### Excerpt ###

# Beneficiary Designation for TFSA's-Question



## Patricia (Apr 3, 2009)

TFSA's federal legislation allows for designation of a beneficiary. It is my understanding that only a few provinces have the same enabling legislation. Does anyone know if Ontario has implemented this legislation in the last budget? 
If not does this mean that if the owner of a TFSA died today the assets would be taxed at full value provincially as part of the estate?


----------



## Ben (Apr 3, 2009)

Patricia said:


> TFSA's federal legislation allows for designation of a beneficiary. It is my understanding that only a few provinces have the same enabling legislation. Does anyone know if Ontario has implemented this legislation in the last budget?
> If not does this mean that if the owner of a TFSA died today the assets would be taxed at full value provincially as part of the estate?


I am also curious about an answer to this question. Last time I checked at PCF, they were unable to assign a beneficiary to the account - could only be addressed through your will.


----------



## Sask Saver (Apr 8, 2009)

###

Exercise tasks →
a. From the TFSA thread, extract the passage from "## Ben (Apr" to "through your will.".
b. Answer these questions about the TFSA thread:
(i) What does TFSA federal legislation allow for?
(ii) Which province does Patricia ask about?
(iii) When Ben last checked at PCF, how could a beneficiary for the account be addressed?

### Listed records ###

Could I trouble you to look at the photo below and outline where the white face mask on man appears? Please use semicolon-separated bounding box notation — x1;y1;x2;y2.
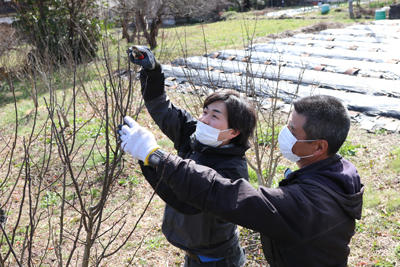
278;126;316;162
194;121;231;147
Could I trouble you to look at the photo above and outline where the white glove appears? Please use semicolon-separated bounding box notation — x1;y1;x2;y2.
118;116;160;165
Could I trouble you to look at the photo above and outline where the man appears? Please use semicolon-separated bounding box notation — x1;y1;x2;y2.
121;90;364;267
124;46;256;267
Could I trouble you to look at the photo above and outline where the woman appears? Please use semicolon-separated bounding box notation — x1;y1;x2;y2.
128;46;256;267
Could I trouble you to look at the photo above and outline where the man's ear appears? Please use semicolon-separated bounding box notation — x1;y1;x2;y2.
314;139;329;156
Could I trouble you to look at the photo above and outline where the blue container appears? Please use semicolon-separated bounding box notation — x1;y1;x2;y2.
375;10;386;20
321;4;330;15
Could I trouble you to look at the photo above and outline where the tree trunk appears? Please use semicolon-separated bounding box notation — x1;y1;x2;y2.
147;17;162;50
349;0;354;19
82;220;93;267
121;17;132;43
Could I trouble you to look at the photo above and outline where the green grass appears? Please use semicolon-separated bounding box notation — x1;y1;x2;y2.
389;148;400;173
155;7;368;61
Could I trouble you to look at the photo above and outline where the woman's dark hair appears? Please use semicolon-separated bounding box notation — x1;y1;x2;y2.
203;90;256;146
294;95;350;155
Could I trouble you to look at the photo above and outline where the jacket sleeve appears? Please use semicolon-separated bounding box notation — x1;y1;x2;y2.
140;67;196;151
139;161;247;215
139;161;201;215
157;154;296;241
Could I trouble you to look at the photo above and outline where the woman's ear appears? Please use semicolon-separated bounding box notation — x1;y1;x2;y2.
230;129;240;139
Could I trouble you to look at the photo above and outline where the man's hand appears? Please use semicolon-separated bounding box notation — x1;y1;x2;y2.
126;45;156;70
118;116;160;165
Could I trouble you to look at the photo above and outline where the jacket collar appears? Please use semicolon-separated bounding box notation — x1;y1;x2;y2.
190;135;249;156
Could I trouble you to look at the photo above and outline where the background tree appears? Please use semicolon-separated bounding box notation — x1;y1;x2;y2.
117;0;229;49
349;0;354;19
16;0;100;62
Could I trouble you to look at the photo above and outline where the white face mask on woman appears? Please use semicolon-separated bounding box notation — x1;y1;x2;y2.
278;126;316;162
194;121;231;147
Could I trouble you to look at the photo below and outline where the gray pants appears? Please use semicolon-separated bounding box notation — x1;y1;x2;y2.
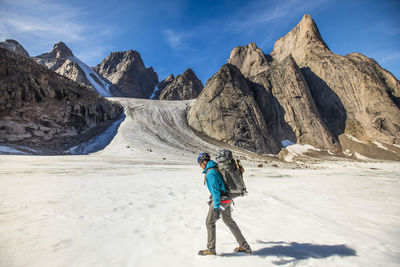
206;203;249;253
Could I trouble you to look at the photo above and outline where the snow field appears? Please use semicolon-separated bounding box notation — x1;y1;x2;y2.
0;157;400;266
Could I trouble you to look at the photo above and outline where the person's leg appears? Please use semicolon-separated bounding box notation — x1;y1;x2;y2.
206;203;219;253
221;204;250;249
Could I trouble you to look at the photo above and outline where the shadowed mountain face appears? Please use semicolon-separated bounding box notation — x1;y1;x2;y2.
95;50;158;99
189;15;400;159
228;43;339;150
0;48;122;154
0;39;30;58
271;15;400;149
153;68;203;100
33;42;112;96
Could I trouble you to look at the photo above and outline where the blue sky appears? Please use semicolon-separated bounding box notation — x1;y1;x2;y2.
0;0;400;83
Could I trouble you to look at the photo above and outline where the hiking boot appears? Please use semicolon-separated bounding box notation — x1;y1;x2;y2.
199;249;216;256
235;246;251;253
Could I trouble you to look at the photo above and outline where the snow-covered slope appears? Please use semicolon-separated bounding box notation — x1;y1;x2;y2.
0;98;400;267
0;156;400;267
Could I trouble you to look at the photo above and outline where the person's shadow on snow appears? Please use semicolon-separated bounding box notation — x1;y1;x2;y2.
221;241;357;265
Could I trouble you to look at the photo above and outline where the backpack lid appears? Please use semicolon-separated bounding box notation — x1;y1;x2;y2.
216;149;233;163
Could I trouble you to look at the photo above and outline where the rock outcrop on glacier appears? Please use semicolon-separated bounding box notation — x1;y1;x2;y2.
271;15;400;160
33;42;112;96
94;50;158;99
0;39;30;58
187;63;280;154
152;68;204;100
0;48;122;154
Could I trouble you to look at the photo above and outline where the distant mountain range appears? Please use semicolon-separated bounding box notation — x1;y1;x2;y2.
0;40;203;100
0;15;400;160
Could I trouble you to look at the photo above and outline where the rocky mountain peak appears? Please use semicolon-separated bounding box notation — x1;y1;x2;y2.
0;39;30;57
271;14;330;64
157;68;204;100
187;63;279;154
94;50;158;99
228;42;268;77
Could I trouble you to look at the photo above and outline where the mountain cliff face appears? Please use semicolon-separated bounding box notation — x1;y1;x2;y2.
153;68;203;100
271;15;400;156
0;48;122;154
228;43;339;150
188;15;400;160
0;39;30;58
95;50;158;99
33;42;112;96
187;64;280;154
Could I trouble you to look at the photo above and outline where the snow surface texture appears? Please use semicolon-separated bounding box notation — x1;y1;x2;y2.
66;115;125;155
0;99;400;267
0;146;28;155
69;56;112;97
150;84;160;99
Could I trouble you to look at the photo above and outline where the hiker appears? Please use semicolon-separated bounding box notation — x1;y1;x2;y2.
197;153;251;255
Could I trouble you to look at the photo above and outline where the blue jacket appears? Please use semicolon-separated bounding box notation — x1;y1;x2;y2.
203;160;226;210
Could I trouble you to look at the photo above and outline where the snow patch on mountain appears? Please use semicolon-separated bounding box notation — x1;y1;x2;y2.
69;56;112;97
150;84;160;99
66;115;126;155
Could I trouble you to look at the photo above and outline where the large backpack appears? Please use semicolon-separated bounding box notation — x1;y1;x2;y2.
216;149;247;198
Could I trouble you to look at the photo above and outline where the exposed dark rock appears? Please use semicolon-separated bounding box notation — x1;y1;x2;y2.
157;68;203;100
0;39;30;58
0;48;122;154
187;64;281;154
33;42;112;96
95;50;158;99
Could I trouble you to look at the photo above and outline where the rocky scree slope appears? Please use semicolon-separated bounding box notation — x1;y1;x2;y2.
188;15;400;160
0;48;123;154
271;15;400;158
187;64;280;154
94;50;158;99
33;42;112;96
152;68;204;100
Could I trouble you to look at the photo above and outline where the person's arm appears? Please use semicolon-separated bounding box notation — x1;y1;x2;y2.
207;170;221;210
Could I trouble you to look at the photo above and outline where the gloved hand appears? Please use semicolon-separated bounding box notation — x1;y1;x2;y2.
214;206;225;211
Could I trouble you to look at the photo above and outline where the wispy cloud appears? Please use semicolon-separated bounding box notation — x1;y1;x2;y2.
378;51;400;64
0;0;112;63
161;0;331;50
365;21;400;36
164;29;185;49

###

Answers in order →
a.
## Ben (Apr 3, 2009)

Patricia said:


> TFSA's federal legislation allows for designation of a beneficiary. It is my understanding that only a few provinces have the same enabling legislation. Does anyone know if Ontario has implemented this legislation in the last budget?
> If not does this mean that if the owner of a TFSA died today the assets would be taxed at full value provincially as part of the estate?


I am also curious about an answer to this question. Last time I checked at PCF, they were unable to assign a beneficiary to the account - could only be addressed through your will.

b.
(i) Designation of a beneficiary.
(ii) Ontario.
(iii) Only through your will.